Set Up Critical Alarms for Turbot Enterprise (TE)

In this guide, you will:

Use AWS CloudFormation to set up critical alarms for Turbot Enterprise (TE)
Monitor key metrics such as worker and factory queue backlogs
Ensure proactive monitoring and alerting for TE instances

Monitoring your Turbot Enterprise environment is crucial for maintaining optimal performance and ensuring system reliability. By setting up critical alarms, you can proactively detect and respond to potential issues before they impact your operations. This guide will walk you through deploying a CloudFormation template to set up these alarms.

Prerequisites

Access to the AWS account where Turbot Enterprise is deployed
AWS IAM permissions to create CloudFormation stacks and necessary resources
Existing Turbot Enterprise (TE) installations
Access to the Turbot Guardrails AWS account with Administrator Privileges

Step 1: Access AWS Console

Log in to the AWS Management Console and navigate to the CloudFormation service in the region where your TE is deployed.

> **Required actions**:
1. List every prerequisite named in the alarms guide.
2. Edit the alarms guide passage starting at "Monitoring your Turbot" and ending at "up these alarms.", replacing "proactively" with "promptly".
The data after the alarms guide is separate material.

> **Entries**:
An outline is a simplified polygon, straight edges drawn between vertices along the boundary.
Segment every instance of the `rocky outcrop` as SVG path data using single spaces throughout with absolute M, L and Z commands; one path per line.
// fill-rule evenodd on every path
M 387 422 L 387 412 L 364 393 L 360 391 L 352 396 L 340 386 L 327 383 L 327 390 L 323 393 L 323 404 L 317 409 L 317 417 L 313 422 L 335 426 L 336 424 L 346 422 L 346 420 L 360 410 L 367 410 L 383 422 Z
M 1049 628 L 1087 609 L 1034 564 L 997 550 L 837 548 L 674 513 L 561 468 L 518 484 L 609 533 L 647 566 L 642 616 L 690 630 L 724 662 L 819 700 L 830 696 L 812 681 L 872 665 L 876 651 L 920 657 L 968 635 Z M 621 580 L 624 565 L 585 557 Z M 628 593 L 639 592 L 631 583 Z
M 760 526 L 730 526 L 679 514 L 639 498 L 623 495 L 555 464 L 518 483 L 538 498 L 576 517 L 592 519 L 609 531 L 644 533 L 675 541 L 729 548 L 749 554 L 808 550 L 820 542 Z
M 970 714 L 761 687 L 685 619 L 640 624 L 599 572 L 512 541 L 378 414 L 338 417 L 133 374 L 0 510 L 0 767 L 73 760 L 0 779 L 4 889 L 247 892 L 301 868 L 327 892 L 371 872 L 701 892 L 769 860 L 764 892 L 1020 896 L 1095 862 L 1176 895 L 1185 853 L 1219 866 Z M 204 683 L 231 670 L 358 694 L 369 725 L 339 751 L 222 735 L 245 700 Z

> **Task-by-task results**:
1.
- Access to the AWS account where Turbot Enterprise is deployed
- AWS IAM permissions to create CloudFormation stacks and necessary resources
- Existing Turbot Enterprise (TE) installations
- Access to the Turbot Guardrails AWS account with Administrator Privileges

2.
Monitoring your Turbot Enterprise environment is crucial for maintaining optimal performance and ensuring system reliability. By setting up critical alarms, you can promptly detect and respond to potential issues before they impact your operations. This guide will walk you through deploying a CloudFormation template to set up these alarms.